→ Tasks and exercises:
• 1. Condense the paragraph beginning "In 1880, the colored teachers were" from the Paducah schools text below into a short bulleted list that keeps its main facts.
• 2. From the Paducah schools text below, reproduce the part that opens with the words containing "In 1880, the" and closes with "eight-month school term.".

→ Document:
*****

From NKAA, Notable Kentucky African Americans Database (main entry)

African American Schools in Paducah and McCracken County, KY

One of the early colored schools supported by the U.S. Bureau of Refugees, Freedmen, and Abandoned Lands was Runkle Institute, located in Paducah, KY; it was established between 1866 and 1870 [see NKAA entry Freemen Schools]. The act to establish public schools for African American children in McCracken County was approved by the Kentucky General Assembly in 1873. An annual tax was instituted to support the schools: 20 cents on each $100 of property owned by persons of color as well as a poll tax or per capita tax of $1 for each Colored male resident over the age of 18.

In 1880, the colored teachers were Charles Brooks, William Clark, Matilda Fletcher, Columbus Holland, James Owens, George Owens, and Samuel Reed [source: U.S. Federal Census]. In 1893, there were 13 colored school districts with 13 school houses in McCracken County: six log buildings, one frame building, and six brick buildings [source: History of Education in McCracken County, Kentucky, by Francis M. Irwin, pp. 63-66]. There were 13 teachers, seven males and six females, who taught an average of 340 students each day during the eight-month school term.

In 1925, Lincoln High School in Paducah was a Class 1A school with Mrs. M. R. Phillips as principal [source: Kentucky Public School Directory, 1925-1926, p. 40]. The high school had six teachers and an enrollment of 127 students. There were nine elementary schools with nine teachers in the county school system meant to serve 1,741 students; in Paducah, there were 18 elementary teachers and seven teachers at Lincoln High School, all meant to serve 1,166 students [pp. 68-69].

*****

→ Recorded data:
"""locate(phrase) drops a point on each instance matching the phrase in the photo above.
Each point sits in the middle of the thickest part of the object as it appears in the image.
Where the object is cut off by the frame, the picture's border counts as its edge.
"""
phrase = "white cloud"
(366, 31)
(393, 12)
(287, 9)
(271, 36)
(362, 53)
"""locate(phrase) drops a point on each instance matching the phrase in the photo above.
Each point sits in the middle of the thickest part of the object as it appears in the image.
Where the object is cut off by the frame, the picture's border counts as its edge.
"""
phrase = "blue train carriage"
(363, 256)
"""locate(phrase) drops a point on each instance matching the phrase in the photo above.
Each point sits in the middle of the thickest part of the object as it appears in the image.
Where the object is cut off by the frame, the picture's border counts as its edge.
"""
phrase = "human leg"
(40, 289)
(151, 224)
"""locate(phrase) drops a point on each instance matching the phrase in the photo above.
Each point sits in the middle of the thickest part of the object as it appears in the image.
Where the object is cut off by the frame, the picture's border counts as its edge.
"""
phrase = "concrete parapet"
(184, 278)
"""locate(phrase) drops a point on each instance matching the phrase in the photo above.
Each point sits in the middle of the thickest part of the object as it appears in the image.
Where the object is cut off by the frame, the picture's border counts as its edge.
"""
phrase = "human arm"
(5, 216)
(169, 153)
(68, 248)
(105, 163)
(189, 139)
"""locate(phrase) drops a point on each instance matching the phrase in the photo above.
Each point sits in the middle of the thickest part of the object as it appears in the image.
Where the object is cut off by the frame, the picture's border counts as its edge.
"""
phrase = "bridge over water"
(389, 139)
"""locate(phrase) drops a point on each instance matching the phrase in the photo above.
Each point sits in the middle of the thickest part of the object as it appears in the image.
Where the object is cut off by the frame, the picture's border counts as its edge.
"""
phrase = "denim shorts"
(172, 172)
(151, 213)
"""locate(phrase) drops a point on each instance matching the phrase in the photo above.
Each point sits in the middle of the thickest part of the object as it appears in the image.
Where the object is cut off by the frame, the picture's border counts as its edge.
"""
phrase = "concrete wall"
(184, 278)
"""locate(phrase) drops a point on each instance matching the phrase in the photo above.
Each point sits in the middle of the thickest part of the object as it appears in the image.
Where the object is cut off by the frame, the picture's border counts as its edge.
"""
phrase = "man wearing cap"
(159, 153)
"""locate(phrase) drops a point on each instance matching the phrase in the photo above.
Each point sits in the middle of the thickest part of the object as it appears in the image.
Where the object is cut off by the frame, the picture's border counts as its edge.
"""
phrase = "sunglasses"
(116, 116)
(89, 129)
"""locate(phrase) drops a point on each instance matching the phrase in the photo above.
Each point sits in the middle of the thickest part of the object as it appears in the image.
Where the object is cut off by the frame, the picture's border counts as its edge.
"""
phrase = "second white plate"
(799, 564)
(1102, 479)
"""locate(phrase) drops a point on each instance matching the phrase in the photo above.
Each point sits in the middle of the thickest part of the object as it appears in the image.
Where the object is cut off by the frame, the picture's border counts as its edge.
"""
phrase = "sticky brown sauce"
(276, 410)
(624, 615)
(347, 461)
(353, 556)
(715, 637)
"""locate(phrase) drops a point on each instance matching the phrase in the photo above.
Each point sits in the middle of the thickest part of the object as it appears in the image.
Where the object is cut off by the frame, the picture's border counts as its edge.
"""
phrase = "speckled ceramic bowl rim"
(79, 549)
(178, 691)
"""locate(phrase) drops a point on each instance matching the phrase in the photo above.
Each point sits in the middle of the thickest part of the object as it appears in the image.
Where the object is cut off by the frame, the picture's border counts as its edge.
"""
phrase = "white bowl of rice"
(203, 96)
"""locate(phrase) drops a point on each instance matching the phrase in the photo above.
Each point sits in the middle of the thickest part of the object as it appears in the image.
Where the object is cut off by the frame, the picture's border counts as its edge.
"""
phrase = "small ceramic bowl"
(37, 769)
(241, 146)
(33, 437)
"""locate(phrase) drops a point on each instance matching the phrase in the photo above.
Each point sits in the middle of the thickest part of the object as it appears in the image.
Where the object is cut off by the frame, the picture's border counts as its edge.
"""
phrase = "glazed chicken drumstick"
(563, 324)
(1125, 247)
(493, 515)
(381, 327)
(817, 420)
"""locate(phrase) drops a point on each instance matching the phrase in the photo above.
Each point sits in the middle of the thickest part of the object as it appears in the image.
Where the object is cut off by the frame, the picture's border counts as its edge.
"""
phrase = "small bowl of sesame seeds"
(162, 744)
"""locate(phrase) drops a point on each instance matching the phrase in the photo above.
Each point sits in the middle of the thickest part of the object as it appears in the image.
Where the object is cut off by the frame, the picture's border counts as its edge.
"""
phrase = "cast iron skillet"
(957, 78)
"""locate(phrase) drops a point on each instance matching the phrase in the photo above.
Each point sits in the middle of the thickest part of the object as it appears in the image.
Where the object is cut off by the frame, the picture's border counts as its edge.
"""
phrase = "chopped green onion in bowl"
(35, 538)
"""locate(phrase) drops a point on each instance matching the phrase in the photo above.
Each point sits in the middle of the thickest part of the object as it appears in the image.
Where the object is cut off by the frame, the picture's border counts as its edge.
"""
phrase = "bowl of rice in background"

*****

→ Task solutions:
• 1.
- 1880 colored teachers: Charles Brooks, William Clark, Matilda Fletcher, Columbus Holland, James Owens, George Owens, and Samuel Reed (U.S. Federal Census).
- 1893, McCracken County: 13 colored school districts with 13 school houses (six log, one frame, six brick).
- 13 teachers (seven men, six women) taught an average of 340 students daily over an eight-month term.

• 2.
In 1880, the colored teachers were Charles Brooks, William Clark, Matilda Fletcher, Columbus Holland, James Owens, George Owens, and Samuel Reed [source: U.S. Federal Census]. In 1893, there were 13 colored school districts with 13 school houses in McCracken County: six log buildings, one frame building, and six brick buildings [source: History of Education in McCracken County, Kentucky, by Francis M. Irwin, pp. 63-66]. There were 13 teachers, seven males and six females, who taught an average of 340 students each day during the eight-month school term.